Exercise task:
Repeat each line of the material exactly.

Data rows:
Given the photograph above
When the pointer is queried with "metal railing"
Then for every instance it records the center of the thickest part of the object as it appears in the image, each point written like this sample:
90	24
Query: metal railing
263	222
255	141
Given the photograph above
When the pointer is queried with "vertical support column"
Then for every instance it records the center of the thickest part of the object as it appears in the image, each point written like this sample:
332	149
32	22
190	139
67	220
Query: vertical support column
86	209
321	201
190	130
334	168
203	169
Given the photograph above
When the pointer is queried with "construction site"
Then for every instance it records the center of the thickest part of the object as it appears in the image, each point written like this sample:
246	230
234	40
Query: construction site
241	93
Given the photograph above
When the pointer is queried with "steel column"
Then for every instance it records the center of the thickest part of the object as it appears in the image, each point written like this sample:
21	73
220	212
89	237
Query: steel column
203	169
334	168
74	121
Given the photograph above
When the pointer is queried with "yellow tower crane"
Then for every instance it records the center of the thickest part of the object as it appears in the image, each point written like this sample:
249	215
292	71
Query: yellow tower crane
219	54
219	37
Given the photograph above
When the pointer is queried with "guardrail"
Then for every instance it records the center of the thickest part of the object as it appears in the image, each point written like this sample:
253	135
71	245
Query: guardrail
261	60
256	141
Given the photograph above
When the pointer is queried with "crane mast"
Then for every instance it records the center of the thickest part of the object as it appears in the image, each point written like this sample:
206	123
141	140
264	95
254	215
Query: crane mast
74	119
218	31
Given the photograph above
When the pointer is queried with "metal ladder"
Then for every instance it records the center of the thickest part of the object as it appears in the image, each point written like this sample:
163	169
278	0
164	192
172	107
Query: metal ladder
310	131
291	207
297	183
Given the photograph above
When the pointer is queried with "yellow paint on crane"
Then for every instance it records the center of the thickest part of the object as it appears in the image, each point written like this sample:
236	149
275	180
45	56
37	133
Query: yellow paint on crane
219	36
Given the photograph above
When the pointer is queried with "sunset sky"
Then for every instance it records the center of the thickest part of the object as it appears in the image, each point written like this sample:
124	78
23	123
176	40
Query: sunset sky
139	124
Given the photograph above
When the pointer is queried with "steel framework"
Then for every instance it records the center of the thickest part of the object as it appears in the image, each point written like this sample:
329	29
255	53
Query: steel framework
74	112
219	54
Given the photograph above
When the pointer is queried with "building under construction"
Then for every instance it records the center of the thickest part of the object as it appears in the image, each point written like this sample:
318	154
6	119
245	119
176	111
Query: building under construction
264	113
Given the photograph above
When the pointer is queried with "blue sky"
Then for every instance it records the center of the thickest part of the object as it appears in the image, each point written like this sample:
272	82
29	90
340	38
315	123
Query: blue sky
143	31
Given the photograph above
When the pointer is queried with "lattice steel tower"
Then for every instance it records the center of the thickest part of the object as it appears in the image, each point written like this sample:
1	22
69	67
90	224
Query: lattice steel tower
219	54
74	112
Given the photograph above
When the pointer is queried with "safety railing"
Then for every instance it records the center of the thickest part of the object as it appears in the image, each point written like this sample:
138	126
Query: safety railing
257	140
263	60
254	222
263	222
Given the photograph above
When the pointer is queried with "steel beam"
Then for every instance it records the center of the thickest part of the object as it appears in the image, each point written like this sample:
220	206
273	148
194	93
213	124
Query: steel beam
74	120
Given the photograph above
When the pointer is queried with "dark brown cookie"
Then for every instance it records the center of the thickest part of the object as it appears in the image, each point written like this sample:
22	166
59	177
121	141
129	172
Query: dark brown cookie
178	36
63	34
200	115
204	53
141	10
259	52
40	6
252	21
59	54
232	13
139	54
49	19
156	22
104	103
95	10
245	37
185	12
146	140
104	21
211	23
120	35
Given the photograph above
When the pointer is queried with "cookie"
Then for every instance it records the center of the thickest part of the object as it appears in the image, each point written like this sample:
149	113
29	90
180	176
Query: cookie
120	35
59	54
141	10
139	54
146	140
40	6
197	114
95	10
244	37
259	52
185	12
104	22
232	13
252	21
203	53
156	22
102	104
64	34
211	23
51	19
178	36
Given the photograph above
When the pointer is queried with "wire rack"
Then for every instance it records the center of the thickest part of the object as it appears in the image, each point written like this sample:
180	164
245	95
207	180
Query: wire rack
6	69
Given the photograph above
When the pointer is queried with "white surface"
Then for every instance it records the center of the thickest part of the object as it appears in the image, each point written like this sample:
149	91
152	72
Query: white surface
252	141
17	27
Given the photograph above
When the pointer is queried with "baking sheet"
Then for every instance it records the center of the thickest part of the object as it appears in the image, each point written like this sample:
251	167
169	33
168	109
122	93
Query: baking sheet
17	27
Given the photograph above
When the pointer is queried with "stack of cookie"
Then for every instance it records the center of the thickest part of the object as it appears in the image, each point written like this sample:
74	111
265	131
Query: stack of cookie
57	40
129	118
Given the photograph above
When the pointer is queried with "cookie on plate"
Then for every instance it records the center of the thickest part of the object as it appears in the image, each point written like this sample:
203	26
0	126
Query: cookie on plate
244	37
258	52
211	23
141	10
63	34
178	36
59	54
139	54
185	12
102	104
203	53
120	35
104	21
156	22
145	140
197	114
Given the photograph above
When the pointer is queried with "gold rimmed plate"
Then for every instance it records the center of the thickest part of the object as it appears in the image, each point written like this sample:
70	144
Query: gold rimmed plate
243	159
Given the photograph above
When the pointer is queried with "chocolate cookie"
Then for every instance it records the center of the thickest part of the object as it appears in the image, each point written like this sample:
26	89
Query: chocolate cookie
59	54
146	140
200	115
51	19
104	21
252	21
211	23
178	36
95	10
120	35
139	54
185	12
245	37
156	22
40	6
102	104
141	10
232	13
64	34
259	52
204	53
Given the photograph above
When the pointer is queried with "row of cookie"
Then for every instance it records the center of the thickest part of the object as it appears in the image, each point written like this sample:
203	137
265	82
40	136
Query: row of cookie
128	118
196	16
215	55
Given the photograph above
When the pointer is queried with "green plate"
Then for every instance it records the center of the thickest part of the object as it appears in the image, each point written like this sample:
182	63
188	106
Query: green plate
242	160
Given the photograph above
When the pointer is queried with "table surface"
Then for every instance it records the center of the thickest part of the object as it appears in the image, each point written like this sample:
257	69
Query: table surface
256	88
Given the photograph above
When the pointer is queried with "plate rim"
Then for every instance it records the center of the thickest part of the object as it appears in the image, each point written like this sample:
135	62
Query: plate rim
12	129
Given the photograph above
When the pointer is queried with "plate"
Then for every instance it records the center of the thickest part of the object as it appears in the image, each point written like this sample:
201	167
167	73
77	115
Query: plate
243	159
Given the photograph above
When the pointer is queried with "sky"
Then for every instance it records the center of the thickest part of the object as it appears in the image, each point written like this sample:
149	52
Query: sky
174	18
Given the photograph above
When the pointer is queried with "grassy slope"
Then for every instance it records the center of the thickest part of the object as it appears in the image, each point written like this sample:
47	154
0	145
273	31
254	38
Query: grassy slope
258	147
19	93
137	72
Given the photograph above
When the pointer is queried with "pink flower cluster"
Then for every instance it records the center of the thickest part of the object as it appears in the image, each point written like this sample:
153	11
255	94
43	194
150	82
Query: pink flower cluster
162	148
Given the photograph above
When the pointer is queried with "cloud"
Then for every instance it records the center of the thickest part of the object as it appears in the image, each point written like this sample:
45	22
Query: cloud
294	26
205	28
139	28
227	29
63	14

Written answer:
Given the photograph above
When the pointer is queried with "metal railing"
Then for every instance it records the center of the thickest part of the object as it appears in the image, each point written like this sample:
90	24
Query: metal railing
263	222
255	141
Given the photograph above
When the pointer is queried with "vertical support column"
Then for every instance it records the center of the thickest part of the object as it appears in the image, each point written like this sample:
332	149
32	22
190	139
67	220
Query: vertical support column
86	209
321	201
190	130
334	168
203	169
Given the photograph above
When the pointer is queried with "construction site"
Then for every instance it records the center of the thickest part of the object as it appears in the image, each point written like this sample:
246	230
234	40
Query: construction site
241	93
Given the photograph above
When the pointer is queried with "steel column"
Then for every instance it records the center of the thickest part of the object as it appears in the image, each point written like this sample:
21	73
220	212
89	237
Query: steel column
203	169
334	168
74	121
Given the photograph above
When the pointer is queried with "yellow tower crane"
Then for every instance it records the center of the thickest part of the object as it appears in the image, each point written like this sample:
249	215
292	71
Query: yellow tower crane
219	54
219	37
Given the photograph above
When the pointer is queried with "guardrail"
Then for every instance it records the center of the thickest part of the object as it appears in the image, each point written like this sample:
253	135
71	245
Query: guardrail
261	60
256	141
Given the photograph above
When the pointer is queried with "crane mast"
Then for every instance it records the center of the thickest part of the object as it appears in the image, each point written like this sample:
206	123
141	140
264	95
254	215
Query: crane mast
74	119
218	31
Given the photograph above
When the pointer is queried with "metal ladder"
Then for every instance it records the center of the thickest part of the object as it appears in the image, each point written like this sample:
163	169
278	0
164	192
172	107
Query: metal ladder
310	131
291	207
297	183
Given the photograph above
When the pointer is queried with "yellow paint on crane"
Then for every instance it records the center of the thickest part of the object as it appears in the image, each point written like this sample:
236	149
275	180
45	56
37	133
Query: yellow paint on crane
219	36
Given the photograph above
When the pointer is queried with "sunset sky"
Then for every instance it records the center of the thickest part of the object as it appears in the image, each point written like this sample:
124	78
23	123
176	40
Query: sunset sky
139	124
Given the photograph above
When the pointer is queried with "steel framework"
Then for every instance it records the center of the thickest part of the object as it appears in the image, each point written like this sample:
329	29
255	53
Query: steel framework
74	112
219	54
Given the photograph above
When the pointer is queried with "building under construction"
Then for every instance it records the center of the thickest part of the object as it appears in the image, each point written like this sample:
318	154
6	119
245	119
176	111
Query: building under construction
264	113
Given the photograph above
When the pointer is queried with "blue sky"
Then for every instance it records the center of the thickest part of the object as it appears in the image, each point written like this sample:
272	82
29	90
340	38
315	123
Query: blue sky
143	31
Given the photograph above
When the pointer is queried with "lattice steel tower"
Then for every instance it records the center of the thickest part of the object as it appears in the image, each point written like this sample:
1	22
69	67
90	224
Query: lattice steel tower
219	54
74	112
Given the photograph above
When the pointer is queried with "safety railing"
Then for every instance it records the center of the thickest part of the object as it appears in the image, each point written like this sample:
138	126
Query: safety railing
257	140
263	60
254	222
263	222
Given the photograph above
When the pointer is queried with "steel beam"
Then for every instance it records the center of the thickest part of the object as it appears in the image, each point written like this sample:
220	206
273	148
194	93
213	124
Query: steel beam
74	120
Given the photograph above
When the pointer is queried with "dark brown cookie"
Then for every instance it records the center of the thickest part of the object as it appears in the image, each point written like this sample:
22	166
59	177
121	141
129	172
Query: dark brown cookie
178	36
63	34
200	115
204	53
141	10
259	52
40	6
252	21
59	54
232	13
139	54
49	19
156	22
104	103
95	10
245	37
185	12
146	140
104	21
211	23
120	35
Given the photograph above
When the pointer is queried with "cookie"
Then for every instance it records the center of the thickest part of the object as it appears in the image, each point written like this sample:
149	113
29	90
180	176
Query: cookie
120	35
59	54
141	10
139	54
146	140
40	6
197	114
95	10
244	37
259	52
185	12
104	22
232	13
252	21
203	53
156	22
102	104
64	34
211	23
51	19
178	36
Given the photograph above
When the pointer is queried with "wire rack"
Then for every instance it records the center of the thickest part of the object as it appears in the image, each point written like this sample:
180	164
245	95
207	180
Query: wire rack
6	69
Given the photograph above
When the pointer is queried with "white surface"
Then for every instance it records the center of the thickest part of the object as it appears in the image, each point written like this sample:
149	91
152	72
Query: white surface
252	141
17	27
Given the photograph above
When the pointer is queried with "baking sheet"
Then for every instance it records the center of the thickest part of the object as it appears in the image, each point written like this sample:
251	167
169	33
168	109
122	93
Query: baking sheet
17	27
Given the photograph above
When the pointer is queried with "stack of cookie"
Then for every instance it records the center of the thickest part of the object as it appears in the image, each point written like this sample:
74	111
265	131
Query: stack of cookie
57	40
129	118
Given the photograph above
When the pointer is queried with "cookie on plate"
Then for every instance it records the center of the thickest part of the object as it appears in the image, each point written like this sample:
203	26
0	126
Query: cookie on plate
244	37
258	52
211	23
141	10
63	34
178	36
59	54
139	54
185	12
102	104
203	53
120	35
104	21
156	22
145	140
197	114
Given the photograph above
When the pointer is queried with "gold rimmed plate"
Then for every instance it records the center of the thickest part of the object as it appears in the image, each point written like this sample:
70	144
Query: gold rimmed plate
243	159
Given the photograph above
When the pointer is queried with "chocolate cookie"
Then for every instance it records the center of the thickest part of the object as it appears in the image, each point written like this sample:
26	89
Query: chocolate cookie
59	54
146	140
200	115
51	19
104	21
252	21
211	23
178	36
95	10
120	35
139	54
185	12
245	37
156	22
40	6
102	104
141	10
232	13
64	34
259	52
204	53
Given the photograph above
When the pointer is queried with "row of cookie"
Then for every instance it records the center of the thickest part of the object as it appears in the image, each point written like this sample:
203	137
265	82
40	136
Query: row of cookie
128	118
196	16
215	55
Given the photograph above
When the pointer is queried with "green plate"
Then for every instance it records the center of the thickest part of the object as it appears in the image, each point written like this sample:
182	63
188	106
Query: green plate
242	160
Given the photograph above
When the pointer is queried with "table surface"
Then for every instance it records the center of the thickest part of the object as it appears in the image, each point written like this sample:
257	69
Query: table surface
256	88
Given the photograph above
When the pointer is queried with "plate rim"
Then for every instance it records the center of the thickest part of the object as it appears in the image, each point written like this sample:
135	62
Query: plate rim
12	129
Given the photograph above
When the pointer is queried with "plate"
Then for every instance it records the center of the thickest part of the object as it appears in the image, each point written like this sample:
201	167
167	73
77	115
Query: plate
243	159
Given the photograph above
When the pointer is queried with "sky"
Then for every instance it records the center of the thickest part of the object as it appears in the image, each point written like this sample:
149	52
Query: sky
174	18
Given the photograph above
When the pointer is queried with "grassy slope"
Then for every instance it records the center of the thickest part of the object as it appears in the image, each point written like this sample:
47	154
0	145
273	31
254	38
Query: grassy slope
258	147
19	93
137	72
Given the photograph above
When the pointer is queried with "pink flower cluster"
Then for every instance it records the center of the thickest part of the object as it appears in the image, each point written like this sample:
153	11
255	94
43	194
150	82
Query: pink flower cluster
162	148
Given the photograph above
When the pointer is queried with "cloud"
Then for every instance it records the center of the thickest part of the object as it appears in the image, each point written like this sample:
45	22
Query: cloud
294	26
205	28
139	28
227	29
63	14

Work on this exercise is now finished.